* **Task to complete**: Repeat the data in full. Every line must match.

*** Source records ***

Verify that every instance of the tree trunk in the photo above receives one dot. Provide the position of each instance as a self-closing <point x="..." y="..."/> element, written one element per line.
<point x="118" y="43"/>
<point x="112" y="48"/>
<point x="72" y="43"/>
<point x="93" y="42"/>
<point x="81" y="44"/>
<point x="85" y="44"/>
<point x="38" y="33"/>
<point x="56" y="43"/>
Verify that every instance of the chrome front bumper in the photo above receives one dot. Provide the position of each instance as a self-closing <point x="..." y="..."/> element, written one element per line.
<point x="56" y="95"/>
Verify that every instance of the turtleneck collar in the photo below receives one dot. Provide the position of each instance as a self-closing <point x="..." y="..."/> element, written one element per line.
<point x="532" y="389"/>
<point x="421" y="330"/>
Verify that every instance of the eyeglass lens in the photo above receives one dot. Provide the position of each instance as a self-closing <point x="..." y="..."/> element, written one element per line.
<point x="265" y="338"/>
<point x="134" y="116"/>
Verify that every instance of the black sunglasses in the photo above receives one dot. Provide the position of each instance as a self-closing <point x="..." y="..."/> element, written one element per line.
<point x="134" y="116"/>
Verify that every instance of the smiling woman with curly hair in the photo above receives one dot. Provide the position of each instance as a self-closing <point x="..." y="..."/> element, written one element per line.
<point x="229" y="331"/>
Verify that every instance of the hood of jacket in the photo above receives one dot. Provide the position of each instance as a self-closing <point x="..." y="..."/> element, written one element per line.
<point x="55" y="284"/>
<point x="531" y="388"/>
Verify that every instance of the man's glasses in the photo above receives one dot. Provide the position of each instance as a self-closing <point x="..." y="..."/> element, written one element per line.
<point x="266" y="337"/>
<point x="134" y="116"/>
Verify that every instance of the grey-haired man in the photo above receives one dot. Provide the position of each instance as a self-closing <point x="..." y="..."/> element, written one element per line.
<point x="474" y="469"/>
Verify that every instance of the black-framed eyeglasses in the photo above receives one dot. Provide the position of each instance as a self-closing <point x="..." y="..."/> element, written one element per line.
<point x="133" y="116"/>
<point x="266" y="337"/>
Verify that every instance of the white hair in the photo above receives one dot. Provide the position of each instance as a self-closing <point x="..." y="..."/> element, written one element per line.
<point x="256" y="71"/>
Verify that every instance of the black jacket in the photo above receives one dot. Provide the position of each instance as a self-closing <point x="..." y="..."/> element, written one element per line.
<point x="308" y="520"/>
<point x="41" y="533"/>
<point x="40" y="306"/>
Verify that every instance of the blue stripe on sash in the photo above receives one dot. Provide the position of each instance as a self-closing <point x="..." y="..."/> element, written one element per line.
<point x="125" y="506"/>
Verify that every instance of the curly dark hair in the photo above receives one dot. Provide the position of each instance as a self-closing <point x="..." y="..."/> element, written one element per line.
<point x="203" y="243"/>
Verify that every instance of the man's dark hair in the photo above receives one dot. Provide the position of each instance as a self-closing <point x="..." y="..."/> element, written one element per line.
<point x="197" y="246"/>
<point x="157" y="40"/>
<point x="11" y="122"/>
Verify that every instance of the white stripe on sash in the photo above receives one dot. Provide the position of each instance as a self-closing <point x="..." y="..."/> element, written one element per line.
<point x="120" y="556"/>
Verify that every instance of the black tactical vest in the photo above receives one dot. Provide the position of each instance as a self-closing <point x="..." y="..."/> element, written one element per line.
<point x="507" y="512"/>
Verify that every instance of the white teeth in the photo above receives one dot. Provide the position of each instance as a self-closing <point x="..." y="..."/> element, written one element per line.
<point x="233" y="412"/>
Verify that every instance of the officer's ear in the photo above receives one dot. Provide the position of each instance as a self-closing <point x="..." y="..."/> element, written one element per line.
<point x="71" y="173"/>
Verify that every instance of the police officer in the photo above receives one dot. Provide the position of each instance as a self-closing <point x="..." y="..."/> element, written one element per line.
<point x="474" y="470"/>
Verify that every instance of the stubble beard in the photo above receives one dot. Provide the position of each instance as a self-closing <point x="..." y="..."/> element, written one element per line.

*** End of Source records ***

* **Response area**:
Verify that every instance of the tree trunk in the photo above receives one dot. Provide the position of each instance as a self-closing <point x="..." y="..."/> element, written one element per line.
<point x="118" y="43"/>
<point x="112" y="48"/>
<point x="72" y="43"/>
<point x="93" y="42"/>
<point x="81" y="44"/>
<point x="85" y="44"/>
<point x="38" y="33"/>
<point x="56" y="43"/>
Verify that every instance of the chrome front bumper in the photo above receives one dot. Provide the position of each instance as a self-closing <point x="..." y="..."/> element, written one element per line.
<point x="56" y="95"/>
Verify that every instance of the turtleneck collar in the photo below receives one dot. Provide the position of each instance as a self-closing <point x="..." y="..."/> element, written one element per line.
<point x="532" y="389"/>
<point x="421" y="330"/>
Verify that every instance of the eyeglass lens in the photo above receives one dot. Provide the position of each instance as a self-closing <point x="..." y="..."/> element, written one element per line.
<point x="265" y="338"/>
<point x="134" y="116"/>
Verify that every instance of the black sunglasses in the photo above receives one dot. Provide the position of each instance as a self-closing <point x="..." y="..."/> element, written one element per line.
<point x="134" y="116"/>
Verify that every instance of the smiling woman with curly hair in the photo above receives one dot. Provide the position of each instance as a self-closing <point x="..." y="..."/> element, written one element per line.
<point x="229" y="331"/>
Verify that every instance of the hood of jacket in the photo above receives one dot. Provide the position of each instance as a self-closing <point x="..." y="..."/> element, written one element per line.
<point x="55" y="284"/>
<point x="531" y="388"/>
Verify that every instance of the man's glasses in the photo above receives one dot. Provide the position of each instance as a self-closing <point x="..." y="..."/> element, written one element per line.
<point x="266" y="337"/>
<point x="134" y="116"/>
Verify that every instance of the grey-haired man in the photo above receives one dot. Provide the position of each instance as a self-closing <point x="..." y="..."/> element, written one element per line.
<point x="474" y="469"/>
Verify that every instance of the black-framed eyeglasses in the photo above receives one dot. Provide the position of each instance as a self-closing <point x="..." y="..."/> element, written one element per line.
<point x="133" y="116"/>
<point x="266" y="337"/>
Verify that every instance of the white hair in the photo above receives one dot. Provide the position of each instance as a self-closing <point x="..." y="..."/> element, written one element per line.
<point x="256" y="71"/>
Verify that every instance of the black jacket in the photo above receives one dot. Provide the position of each instance as a self-closing <point x="..." y="..."/> element, written one element per line.
<point x="308" y="520"/>
<point x="41" y="533"/>
<point x="40" y="306"/>
Verify that every instance of the blue stripe on sash in the photo above receives one dot. Provide the position of each instance as a self-closing <point x="..." y="..."/> element, written one element per line.
<point x="125" y="506"/>
Verify that every instance of the curly dark hair in the photo above receives one dot. Provide the position of each instance as a self-closing <point x="..." y="..."/> element, written one element per line.
<point x="203" y="243"/>
Verify that every instance of the man's dark hair in the photo above receives one dot. Provide the position of each instance as a self-closing <point x="..." y="..."/> element, written one element per line.
<point x="197" y="246"/>
<point x="157" y="40"/>
<point x="11" y="122"/>
Verify that every instance of the white stripe on sash in the photo above receives one dot. Provide the position of each instance as a self-closing <point x="..." y="..."/> element, written one element per line.
<point x="120" y="556"/>
Verify that every instance of the black tactical vest in the photo above receives one dot. Provide the position of each instance as a self-closing <point x="..." y="..."/> element, written one element per line.
<point x="507" y="512"/>
Verify that every instance of the white teeth in the photo above receives one dot. Provide the position of each instance as a self-closing <point x="..." y="..."/> element, written one element per line.
<point x="233" y="412"/>
Verify that every instance of the officer's ear in the photo above receives one dot. Provide the position of each instance as a self-closing <point x="..." y="..."/> element, written one element per line.
<point x="71" y="173"/>
Verify that every instance of the police officer in the photo above receives one dot. Provide the position of each instance as a self-closing <point x="..." y="..."/> element, written one element per line.
<point x="474" y="470"/>
Verify that every instance of the stubble beard in the photo above receives one dot. Provide the position of each instance as a self-closing <point x="..." y="..."/> element, written one element per line.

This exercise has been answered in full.